Excerpts from point annotation data
↓↓↓

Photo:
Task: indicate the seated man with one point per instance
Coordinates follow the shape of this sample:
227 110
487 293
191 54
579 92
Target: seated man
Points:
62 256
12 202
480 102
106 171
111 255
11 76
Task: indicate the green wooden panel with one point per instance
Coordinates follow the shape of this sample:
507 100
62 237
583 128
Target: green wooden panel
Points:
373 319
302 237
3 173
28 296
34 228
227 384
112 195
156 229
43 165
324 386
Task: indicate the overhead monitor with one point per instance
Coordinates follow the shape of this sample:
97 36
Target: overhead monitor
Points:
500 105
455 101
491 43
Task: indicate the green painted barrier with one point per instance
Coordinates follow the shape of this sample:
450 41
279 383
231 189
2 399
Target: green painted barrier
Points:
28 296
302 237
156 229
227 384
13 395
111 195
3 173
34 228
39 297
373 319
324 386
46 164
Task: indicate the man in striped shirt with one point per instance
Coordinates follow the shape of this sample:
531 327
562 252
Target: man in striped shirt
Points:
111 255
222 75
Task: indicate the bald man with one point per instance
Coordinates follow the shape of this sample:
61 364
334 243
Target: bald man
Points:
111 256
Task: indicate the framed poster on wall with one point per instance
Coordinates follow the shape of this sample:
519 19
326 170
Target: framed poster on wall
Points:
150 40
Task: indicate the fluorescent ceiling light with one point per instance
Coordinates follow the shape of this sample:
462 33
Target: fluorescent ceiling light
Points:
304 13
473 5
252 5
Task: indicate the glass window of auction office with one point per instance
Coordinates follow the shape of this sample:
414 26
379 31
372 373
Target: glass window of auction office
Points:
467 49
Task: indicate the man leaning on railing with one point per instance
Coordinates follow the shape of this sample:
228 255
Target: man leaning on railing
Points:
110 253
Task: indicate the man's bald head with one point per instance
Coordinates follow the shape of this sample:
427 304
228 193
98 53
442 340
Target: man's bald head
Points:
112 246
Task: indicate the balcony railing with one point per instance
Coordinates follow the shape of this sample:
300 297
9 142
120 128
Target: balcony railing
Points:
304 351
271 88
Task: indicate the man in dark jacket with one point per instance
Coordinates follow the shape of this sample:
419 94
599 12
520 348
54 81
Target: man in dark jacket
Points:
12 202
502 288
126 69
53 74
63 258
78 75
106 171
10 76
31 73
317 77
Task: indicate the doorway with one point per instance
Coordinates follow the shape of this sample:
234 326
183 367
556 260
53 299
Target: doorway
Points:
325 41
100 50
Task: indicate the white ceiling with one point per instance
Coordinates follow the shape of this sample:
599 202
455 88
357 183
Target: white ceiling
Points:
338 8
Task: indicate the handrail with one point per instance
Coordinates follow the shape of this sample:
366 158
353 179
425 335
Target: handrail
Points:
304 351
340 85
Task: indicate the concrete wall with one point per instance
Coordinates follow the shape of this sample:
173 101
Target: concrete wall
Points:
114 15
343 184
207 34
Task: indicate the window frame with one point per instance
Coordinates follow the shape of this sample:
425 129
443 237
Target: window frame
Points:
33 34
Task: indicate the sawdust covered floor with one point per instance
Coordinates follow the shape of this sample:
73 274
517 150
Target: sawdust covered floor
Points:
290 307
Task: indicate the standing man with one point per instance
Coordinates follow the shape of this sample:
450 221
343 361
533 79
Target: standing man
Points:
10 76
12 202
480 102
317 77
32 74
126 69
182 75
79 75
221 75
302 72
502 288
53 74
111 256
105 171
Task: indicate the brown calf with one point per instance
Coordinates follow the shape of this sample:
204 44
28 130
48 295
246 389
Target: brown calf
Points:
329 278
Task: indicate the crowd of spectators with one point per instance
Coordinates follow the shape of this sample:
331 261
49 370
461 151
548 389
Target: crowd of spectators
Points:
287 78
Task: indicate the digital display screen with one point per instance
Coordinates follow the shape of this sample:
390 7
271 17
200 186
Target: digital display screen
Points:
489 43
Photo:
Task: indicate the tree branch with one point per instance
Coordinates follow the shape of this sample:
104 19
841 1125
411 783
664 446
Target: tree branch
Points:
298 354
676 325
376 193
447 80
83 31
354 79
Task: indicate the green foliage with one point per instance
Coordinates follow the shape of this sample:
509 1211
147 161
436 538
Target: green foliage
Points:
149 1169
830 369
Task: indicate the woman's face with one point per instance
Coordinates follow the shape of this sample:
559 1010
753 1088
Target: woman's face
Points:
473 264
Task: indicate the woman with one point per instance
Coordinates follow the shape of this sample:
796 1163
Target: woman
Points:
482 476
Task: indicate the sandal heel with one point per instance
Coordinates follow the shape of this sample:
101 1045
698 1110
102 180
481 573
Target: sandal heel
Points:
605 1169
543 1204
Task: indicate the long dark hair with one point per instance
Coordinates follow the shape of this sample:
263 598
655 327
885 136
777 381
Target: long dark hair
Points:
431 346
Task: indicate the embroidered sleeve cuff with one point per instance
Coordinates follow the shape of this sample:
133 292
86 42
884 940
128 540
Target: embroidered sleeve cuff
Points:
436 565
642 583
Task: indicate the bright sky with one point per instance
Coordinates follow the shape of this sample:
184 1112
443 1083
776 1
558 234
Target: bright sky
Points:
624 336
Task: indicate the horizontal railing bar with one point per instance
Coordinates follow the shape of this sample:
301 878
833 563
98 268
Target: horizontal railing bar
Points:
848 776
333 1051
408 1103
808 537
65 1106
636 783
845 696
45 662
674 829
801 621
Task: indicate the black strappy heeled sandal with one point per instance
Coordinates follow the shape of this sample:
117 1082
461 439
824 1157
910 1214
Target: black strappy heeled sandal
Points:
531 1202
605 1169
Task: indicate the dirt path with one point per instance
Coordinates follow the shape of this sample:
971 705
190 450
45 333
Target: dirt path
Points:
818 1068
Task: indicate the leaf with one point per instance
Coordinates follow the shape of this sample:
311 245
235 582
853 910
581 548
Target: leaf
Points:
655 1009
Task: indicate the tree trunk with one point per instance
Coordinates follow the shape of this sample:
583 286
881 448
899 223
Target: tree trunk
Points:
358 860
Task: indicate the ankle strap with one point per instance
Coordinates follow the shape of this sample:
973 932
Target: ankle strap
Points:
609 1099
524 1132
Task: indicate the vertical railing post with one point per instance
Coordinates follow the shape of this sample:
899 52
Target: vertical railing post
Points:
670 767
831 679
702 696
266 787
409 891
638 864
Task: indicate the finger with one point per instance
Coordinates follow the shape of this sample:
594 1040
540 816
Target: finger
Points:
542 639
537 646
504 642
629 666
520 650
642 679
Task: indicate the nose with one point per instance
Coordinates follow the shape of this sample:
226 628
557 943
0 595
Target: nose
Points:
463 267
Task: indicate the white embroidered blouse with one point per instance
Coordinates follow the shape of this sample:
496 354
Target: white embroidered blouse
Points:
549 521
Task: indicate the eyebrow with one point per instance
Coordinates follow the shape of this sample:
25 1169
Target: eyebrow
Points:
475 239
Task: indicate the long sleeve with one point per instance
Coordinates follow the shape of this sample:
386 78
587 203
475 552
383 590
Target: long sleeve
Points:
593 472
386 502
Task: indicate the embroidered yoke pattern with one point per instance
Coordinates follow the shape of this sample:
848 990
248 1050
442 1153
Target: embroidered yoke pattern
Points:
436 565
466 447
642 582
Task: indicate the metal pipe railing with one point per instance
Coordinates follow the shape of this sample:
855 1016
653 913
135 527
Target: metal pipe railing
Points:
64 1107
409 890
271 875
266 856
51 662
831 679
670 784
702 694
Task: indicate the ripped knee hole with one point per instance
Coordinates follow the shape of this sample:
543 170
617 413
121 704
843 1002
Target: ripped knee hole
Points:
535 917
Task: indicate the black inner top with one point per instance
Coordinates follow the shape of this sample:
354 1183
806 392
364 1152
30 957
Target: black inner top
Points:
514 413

↑↑↑

#### GOAL:
From the records above, extract every entry exactly as given.

#### WRITTEN ANSWER:
Photo:
Task: indicate the seated man with one point per instance
Coordinates follow the shape of this sample:
227 110
487 293
191 54
579 92
Target: seated man
Points:
62 256
12 202
480 102
106 171
111 255
11 76
Task: indicate the green wooden panel with one point per instance
Coordinates follow the shape of this sample:
507 100
62 237
583 128
Target: green wooden panel
Points:
373 319
302 237
3 173
28 296
34 228
227 384
112 195
156 229
43 165
324 386
Task: indicate the overhead monitor with one point per instance
Coordinates follow the shape of this sample:
97 36
Target: overhead monitor
Points:
500 105
455 101
491 43
Task: indicate the green painted barrier with one point per instance
Coordinates follow the shape of this sample:
450 41
279 383
231 189
2 399
Target: green painted barrier
Points:
28 296
302 237
156 229
227 384
13 395
111 195
3 173
34 228
39 297
373 319
324 386
46 164
Task: indicate the man in striped shirt with one point per instance
Coordinates follow the shape of this sample:
531 327
562 252
Target: man in striped shirt
Points:
111 255
222 75
Task: indicate the bald man with one point per instance
Coordinates follow the shape of this sample:
61 364
334 243
Target: bald man
Points:
111 256
Task: indicate the framed poster on wall with one point per instance
Coordinates follow the shape of this sample:
519 19
326 170
Target: framed poster on wall
Points:
150 40
Task: indicate the fluorescent ceiling light with one point per instance
Coordinates follow the shape of this sample:
462 33
Target: fluorescent ceiling light
Points:
304 13
473 5
252 5
Task: indicate the glass window of auction office with one point per instance
Coordinates follow the shape of this sample:
414 26
379 31
372 373
Target: glass window of auction office
Points:
467 49
Task: indicate the man leaning on railing with one point per instance
Coordinates follow the shape of this sample:
228 255
Target: man leaning on railing
Points:
110 253
Task: indicate the man's bald head with one point per instance
Coordinates follow the shape of this sample:
427 304
228 193
98 53
442 340
Target: man's bald head
Points:
112 246
Task: indicate the balcony railing with one point per instance
Coordinates follow the shape of this sample:
300 297
9 142
120 128
Target: balcony railing
Points:
304 351
271 88
Task: indicate the man in dark jacket with one point per instance
Coordinates follow the shape of this sample:
419 94
599 12
520 348
54 81
Target: man in dark jacket
Points:
12 202
502 288
126 69
53 74
63 258
78 75
106 171
10 76
31 73
317 77
Task: indicate the doorway with one point per instance
Coordinates follow the shape of this sample:
234 326
183 367
556 260
53 299
Target: doorway
Points:
325 41
100 50
Task: indicate the white ceiling with one point per instance
Coordinates follow the shape of this sample:
599 202
455 88
357 183
Target: white ceiling
Points:
338 8
Task: indicate the handrail with one point per instance
Coordinates follow the shape of this sample:
366 158
353 179
425 335
Target: handrail
Points:
304 351
340 85
Task: indicate the concrete wall with one point per instance
Coordinates follow the shape of this sample:
173 101
Target: concrete wall
Points:
114 15
343 184
207 34
Task: indicate the window frame with one point per instance
Coordinates follow the shape of this sample:
425 129
443 237
Target: window frame
Points:
33 34
Task: indicate the sawdust covered floor with one point per instance
Coordinates follow the shape of this sample:
73 274
517 150
Target: sawdust covered floor
Points:
290 307
Task: indicate the standing man with one point per instance
Coordinates follow the shape of this sample:
450 221
343 361
533 79
Target: standing man
Points:
10 76
12 202
480 102
317 77
32 74
126 69
182 75
79 75
221 75
302 72
502 288
53 74
111 256
105 171
Task: indicate the brown calf with one point per instance
Coordinates follow the shape of this sample:
204 44
28 130
48 295
246 389
Target: brown calf
Points:
329 278
Task: indicate the crowd of spectators with one point per instance
Coordinates follow the shape of this sample:
331 261
49 370
461 151
548 389
Target: crowd of spectators
Points:
287 78
Task: indicate the digital display screen with one point per instance
Coordinates follow the shape of this sample:
390 7
271 17
200 186
Target: digital display screen
Points:
489 43
Photo:
Task: indicate the tree branch with one point per instance
Coordinates follow the shape of this sample:
104 19
841 1125
411 783
664 446
Target: tree branch
Points:
298 354
676 325
376 193
447 80
83 31
354 79
Task: indicate the green foliage with one point per instance
Coordinates follow the shape of this sample:
509 1211
147 161
436 538
Target: green foliage
Points:
149 1169
830 369
Task: indicate the woman's face with one point per instance
Coordinates follow the shape of this sample:
559 1010
753 1088
Target: woman's face
Points:
473 264
Task: indicate the woman with one point per instance
Coordinates follow the shape of this sample:
796 1163
Target: woman
Points:
482 476
Task: indicate the sandal heel with one point per instance
Coordinates follow the shape of this sample:
101 1045
698 1110
102 180
481 573
Target: sandal heel
Points:
605 1169
543 1204
Task: indicate the long dark hair with one point per instance
Coordinates follow the shape of this sample:
263 598
655 327
885 136
777 381
Target: long dark hair
Points:
431 346
Task: indicate the embroidered sleeve cuff with one point per instance
Coordinates follow the shape of this sample:
133 292
86 42
884 940
128 540
Target: embroidered sleeve cuff
Points:
436 565
642 583
Task: indicate the bright sky with one point per instance
Coordinates follow the shape of this sample:
184 1112
443 1083
776 1
558 234
Target: bright sky
Points:
624 336
Task: indicate the horizontal railing bar with one point per instance
Coordinates follow the shape of this sample:
301 878
833 563
98 268
Target: horizontal railing bar
Points:
848 776
333 1051
408 1103
808 537
65 1106
636 783
845 696
45 662
674 829
801 621
Task: indicate the black strappy heeled sandal with one point per instance
Coordinates follow the shape of this sample:
117 1082
461 439
824 1157
910 1214
Target: black strappy heeled sandal
Points:
531 1202
605 1169
Task: indicate the dirt path with one point per instance
Coordinates follow the shape of this sample:
971 705
190 450
45 333
Target: dirt path
Points:
818 1068
Task: indicate the leaf with one point per instance
Coordinates follow the shape of this sample:
311 245
235 582
853 910
581 548
Target: leaf
Points:
655 1009
Task: indicate the tree trunk with one point per instance
Coordinates follow the shape of this sample:
583 286
881 448
899 223
Target: tree trunk
Points:
358 860
Task: indicate the ankle strap with one point per instance
Coordinates follow the shape of this sample:
973 932
Target: ankle strap
Points:
609 1099
524 1132
Task: indicate the vertical railing post with one point per instance
Coordinates follow the shape of this sample:
899 52
Target: vertical railing post
Points:
670 767
831 679
702 696
266 787
409 891
638 864
Task: indicate the finger with one point per instance
Coordinates follow the shape of this sample:
594 1040
540 816
Target: finger
Points:
542 639
537 646
504 642
629 666
520 650
642 679
Task: indicate the nose with one point per instance
Coordinates follow the shape of this sample:
226 628
557 943
0 595
Target: nose
Points:
463 267
Task: indicate the white embroidered blouse with one point per instance
Coordinates follow the shape of this sample:
496 354
Target: white embroidered blouse
Points:
549 521
Task: indicate the eyebrow with one point per instance
Coordinates follow the shape of this sample:
25 1169
Target: eyebrow
Points:
475 239
Task: indicate the long sleeve with one point per instance
Coordinates follow the shape of this sample:
386 78
587 203
475 552
383 590
Target: long sleeve
Points:
593 472
386 502
Task: indicate the embroidered yoke pattern with one point per instance
Coordinates follow the shape of this sample:
848 990
248 1050
442 1153
Target: embroidered yoke pattern
Points:
436 565
466 447
642 582
Task: indicate the metal pipe railing with one point per instance
Coordinates follow the shape of this sample:
855 1016
653 913
135 527
Target: metal pipe railing
Points:
64 1107
409 890
271 875
266 856
51 662
831 679
670 784
702 694
Task: indicate the ripped knee hole with one point per instance
Coordinates follow the shape of this sample:
543 170
617 413
121 704
843 1002
Target: ripped knee hole
Points:
535 917
Task: indicate the black inner top with one point per instance
Coordinates follow the shape of this sample:
354 1183
806 392
364 1152
30 957
Target: black inner top
Points:
514 413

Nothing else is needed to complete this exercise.